◆ **Problem description**
Retype all of the entries precisely.
*** Data for this task Section Begins ***
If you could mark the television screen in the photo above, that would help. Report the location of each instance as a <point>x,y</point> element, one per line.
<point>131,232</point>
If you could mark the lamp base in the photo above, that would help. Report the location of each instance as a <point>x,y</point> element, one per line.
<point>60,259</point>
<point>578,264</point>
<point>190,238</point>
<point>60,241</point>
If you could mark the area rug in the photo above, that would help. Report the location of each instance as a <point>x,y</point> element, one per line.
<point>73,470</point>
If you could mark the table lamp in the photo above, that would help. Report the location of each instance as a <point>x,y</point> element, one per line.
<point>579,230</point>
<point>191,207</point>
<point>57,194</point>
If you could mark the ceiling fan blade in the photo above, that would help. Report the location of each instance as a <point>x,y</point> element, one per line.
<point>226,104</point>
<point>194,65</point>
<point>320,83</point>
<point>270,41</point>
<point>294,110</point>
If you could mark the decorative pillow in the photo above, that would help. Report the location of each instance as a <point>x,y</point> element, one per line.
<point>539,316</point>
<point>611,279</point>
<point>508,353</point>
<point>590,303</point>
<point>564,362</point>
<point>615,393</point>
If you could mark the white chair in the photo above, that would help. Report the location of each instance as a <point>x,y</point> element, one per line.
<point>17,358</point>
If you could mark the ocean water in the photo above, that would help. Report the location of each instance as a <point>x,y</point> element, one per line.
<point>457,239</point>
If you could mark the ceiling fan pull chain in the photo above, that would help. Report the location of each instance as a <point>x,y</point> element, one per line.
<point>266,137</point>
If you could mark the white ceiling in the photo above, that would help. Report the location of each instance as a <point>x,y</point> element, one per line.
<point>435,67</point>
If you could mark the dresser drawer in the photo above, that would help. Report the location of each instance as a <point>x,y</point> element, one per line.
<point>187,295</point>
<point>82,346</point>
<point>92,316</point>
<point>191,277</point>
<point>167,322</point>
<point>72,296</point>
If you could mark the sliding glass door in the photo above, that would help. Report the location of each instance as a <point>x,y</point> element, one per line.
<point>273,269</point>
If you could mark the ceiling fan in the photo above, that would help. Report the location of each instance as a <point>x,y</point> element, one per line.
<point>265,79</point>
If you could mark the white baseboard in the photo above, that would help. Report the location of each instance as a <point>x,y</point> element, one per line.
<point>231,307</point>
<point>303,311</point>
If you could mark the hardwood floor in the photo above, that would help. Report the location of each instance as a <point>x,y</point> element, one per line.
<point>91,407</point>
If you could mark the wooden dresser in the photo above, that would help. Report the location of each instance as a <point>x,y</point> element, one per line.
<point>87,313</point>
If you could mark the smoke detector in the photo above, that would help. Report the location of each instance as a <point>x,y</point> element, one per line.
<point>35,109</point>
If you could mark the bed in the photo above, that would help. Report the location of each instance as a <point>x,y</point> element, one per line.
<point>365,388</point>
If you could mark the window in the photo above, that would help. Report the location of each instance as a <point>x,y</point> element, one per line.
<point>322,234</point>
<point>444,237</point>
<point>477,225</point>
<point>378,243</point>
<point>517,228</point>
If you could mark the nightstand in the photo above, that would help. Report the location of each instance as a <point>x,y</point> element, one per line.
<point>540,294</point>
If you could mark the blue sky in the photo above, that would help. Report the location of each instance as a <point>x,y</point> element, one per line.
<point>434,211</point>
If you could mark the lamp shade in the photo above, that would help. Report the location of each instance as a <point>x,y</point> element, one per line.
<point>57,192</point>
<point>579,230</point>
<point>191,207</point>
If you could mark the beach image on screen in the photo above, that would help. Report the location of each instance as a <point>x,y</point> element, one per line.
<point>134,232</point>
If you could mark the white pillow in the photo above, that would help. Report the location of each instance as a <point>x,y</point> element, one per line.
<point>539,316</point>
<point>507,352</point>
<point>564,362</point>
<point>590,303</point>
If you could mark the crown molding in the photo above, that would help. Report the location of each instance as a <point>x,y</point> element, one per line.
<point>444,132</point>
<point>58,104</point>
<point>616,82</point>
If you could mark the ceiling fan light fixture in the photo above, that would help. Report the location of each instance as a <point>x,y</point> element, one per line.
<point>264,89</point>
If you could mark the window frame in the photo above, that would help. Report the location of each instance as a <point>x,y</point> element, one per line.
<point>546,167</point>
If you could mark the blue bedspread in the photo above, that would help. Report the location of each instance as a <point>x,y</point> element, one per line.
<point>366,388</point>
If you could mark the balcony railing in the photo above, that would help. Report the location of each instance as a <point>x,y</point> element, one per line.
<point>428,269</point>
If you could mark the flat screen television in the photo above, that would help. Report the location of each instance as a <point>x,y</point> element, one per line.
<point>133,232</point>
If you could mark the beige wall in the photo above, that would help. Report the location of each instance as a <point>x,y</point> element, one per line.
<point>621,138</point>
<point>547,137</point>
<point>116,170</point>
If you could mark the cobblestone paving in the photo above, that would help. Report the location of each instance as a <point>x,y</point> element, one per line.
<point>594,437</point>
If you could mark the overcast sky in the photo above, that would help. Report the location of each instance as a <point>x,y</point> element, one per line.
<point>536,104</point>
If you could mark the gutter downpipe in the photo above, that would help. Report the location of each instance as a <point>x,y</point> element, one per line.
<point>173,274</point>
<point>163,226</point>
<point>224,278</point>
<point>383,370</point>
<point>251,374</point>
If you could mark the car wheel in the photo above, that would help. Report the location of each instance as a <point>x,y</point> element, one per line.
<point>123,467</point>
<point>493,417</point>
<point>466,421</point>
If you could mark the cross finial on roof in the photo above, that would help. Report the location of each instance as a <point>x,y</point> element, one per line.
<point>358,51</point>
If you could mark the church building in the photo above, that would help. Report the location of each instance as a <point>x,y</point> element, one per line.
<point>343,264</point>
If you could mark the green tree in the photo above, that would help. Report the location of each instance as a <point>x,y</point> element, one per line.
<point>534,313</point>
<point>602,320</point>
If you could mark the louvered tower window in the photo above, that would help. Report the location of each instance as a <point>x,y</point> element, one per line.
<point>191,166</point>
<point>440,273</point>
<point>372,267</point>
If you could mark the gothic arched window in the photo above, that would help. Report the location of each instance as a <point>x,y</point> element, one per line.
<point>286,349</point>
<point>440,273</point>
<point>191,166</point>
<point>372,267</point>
*** Data for this task Section Ends ***
◆ **Task solution**
If you could mark the television screen in the photo above, that would help. Report the location of each instance as a <point>x,y</point> element, one per line.
<point>131,232</point>
If you could mark the lamp base in the photo above, that would help. Report the location of each instance as a <point>x,y</point> element, one per line.
<point>60,259</point>
<point>578,264</point>
<point>190,238</point>
<point>60,241</point>
If you could mark the area rug in the photo above, that would help. Report the location of each instance as a <point>x,y</point> element, one per line.
<point>73,470</point>
If you could mark the table lamp in the photo above, that would help. Report the location of each instance as a <point>x,y</point> element, one per line.
<point>579,230</point>
<point>191,207</point>
<point>57,194</point>
If you could mark the ceiling fan blade in the photo above, that would help. Report the location of each instance as a <point>x,y</point> element, one per line.
<point>226,104</point>
<point>194,65</point>
<point>320,83</point>
<point>270,41</point>
<point>294,110</point>
If you could mark the decorative pillow in the photo above, that would help. Report the location of each instance as a <point>x,y</point> element, one per line.
<point>539,316</point>
<point>611,279</point>
<point>508,353</point>
<point>590,303</point>
<point>564,362</point>
<point>615,393</point>
If you could mark the white chair in the photo above, that would help. Report the location of each instance as a <point>x,y</point> element, one per line.
<point>17,358</point>
If you could mark the ocean water in the photo above, that would help. Report the location of each instance as a <point>x,y</point> element, one per line.
<point>457,239</point>
If you could mark the ceiling fan pull chain in the photo above, that would help. Report the location of each instance as a <point>x,y</point> element, one per line.
<point>266,137</point>
If you could mark the white ceiling in the photo above, that would help. Report the location of each instance as a <point>x,y</point> element, one per line.
<point>435,67</point>
If you could mark the dresser drawer in the photo above, that would help. Report the location of each instance as a <point>x,y</point> element, one per line.
<point>187,295</point>
<point>82,346</point>
<point>92,316</point>
<point>191,277</point>
<point>167,322</point>
<point>72,296</point>
If you could mark the sliding glass door in the photo above, that would help. Report the location of each instance as a <point>x,y</point> element, one per line.
<point>273,269</point>
If you could mark the ceiling fan in the photo above, that would help. Report the location of each instance as a <point>x,y</point> element, one per line.
<point>265,79</point>
If you could mark the white baseboard in the photo above, that would help. Report the location of each instance as a <point>x,y</point> element, one per line.
<point>231,307</point>
<point>303,311</point>
If you could mark the hardwood floor in the photo above, that would help. Report the location of each instance as a <point>x,y</point> element, one per line.
<point>91,407</point>
If you could mark the wooden dresser in the photo above, that would help. Report the location of each instance as a <point>x,y</point> element, one per line.
<point>87,313</point>
If you could mark the smoke detector in the photo above, that would help. Report the location of each instance as a <point>x,y</point> element, one per line.
<point>35,109</point>
If you could mark the bed in the photo above, that would help. Report the location of each instance as a <point>x,y</point> element, one per line.
<point>365,388</point>
If you could mark the window in the photo above, that would help. Report the location of each instance as a <point>x,y</point> element, one per line.
<point>322,234</point>
<point>444,237</point>
<point>477,225</point>
<point>378,243</point>
<point>517,228</point>
If you could mark the nightstand in the photo above, that would help. Report the location of each instance as a <point>x,y</point> element, one per line.
<point>540,294</point>
If you could mark the blue sky in the photo above, that would help. Report the location of each instance as a <point>x,y</point> element, one per line.
<point>434,211</point>
If you could mark the lamp shade in the photo above, that would help. Report the location of each instance as a <point>x,y</point> element, one per line.
<point>57,192</point>
<point>579,230</point>
<point>191,207</point>
If you could mark the beach image on screen in the photo above, that would help. Report the location of each instance as a <point>x,y</point> element, one per line.
<point>134,232</point>
If you could mark the white pillow in the photo above, that would help. Report the location of each instance as a <point>x,y</point> element, one per line.
<point>539,316</point>
<point>507,352</point>
<point>564,362</point>
<point>590,303</point>
If you could mark the crown molding in the photo above, that would help. Report the location of each instance as a <point>x,y</point> element, one per line.
<point>444,132</point>
<point>58,104</point>
<point>616,82</point>
If you could mark the ceiling fan light fixture in the photo above, that would help. Report the location of each instance as a <point>x,y</point> element, one per line.
<point>264,89</point>
If you could mark the window frame in the photo above, that would help. Report the location of each instance as a <point>x,y</point> element, one per line.
<point>546,167</point>
If you could mark the blue bedspread in the photo above, that would help. Report the location of each instance as a <point>x,y</point> element, one per line.
<point>366,388</point>
If you could mark the balcony railing in the photo above, that would help. Report the location of each instance as a <point>x,y</point> element, one per line.
<point>428,269</point>
If you could mark the flat screen television in the photo above, that would help. Report the location of each instance as a <point>x,y</point> element, one per line.
<point>133,232</point>
If you could mark the beige wall in the photo above, that would help. Report the location of each instance as a <point>x,y</point> element, one per line.
<point>621,138</point>
<point>547,137</point>
<point>116,170</point>
If you could mark the cobblestone paving in the photo above, that would help. Report the location of each instance as a <point>x,y</point> element, one per line.
<point>594,437</point>
If you could mark the overcast sky in the photo above, that would help. Report the location of each instance as a <point>x,y</point> element, one per line.
<point>536,104</point>
If you could mark the gutter downpipe in the photo above, that would help. Report the location of each instance as a <point>x,y</point> element, one per line.
<point>173,274</point>
<point>163,226</point>
<point>224,278</point>
<point>383,370</point>
<point>251,374</point>
If you could mark the car wheel in the photo above, that would help. Report the location of each instance as a <point>x,y</point> element, one per line.
<point>123,467</point>
<point>493,417</point>
<point>466,421</point>
If you could mark the cross finial on roof in the photo above, that would help. Report the location of each instance as a <point>x,y</point> element, one per line.
<point>358,51</point>
If you could mark the church building in the photo above, that would help. Report the location of each instance as a <point>x,y</point> element, one per line.
<point>343,264</point>
If you could mark the green tree in the photo above, that would help. Report the location of each instance as a <point>x,y</point> element, one per line.
<point>534,313</point>
<point>602,320</point>
If you could mark the louvered tower window in the photo above, that would help. Report the location of each instance as a <point>x,y</point> element, one per line.
<point>191,166</point>
<point>440,273</point>
<point>372,267</point>
If you could mark the gothic arched window in the photo above, that would help. Report the location of each instance as a <point>x,y</point> element, one per line.
<point>286,349</point>
<point>440,273</point>
<point>191,166</point>
<point>372,267</point>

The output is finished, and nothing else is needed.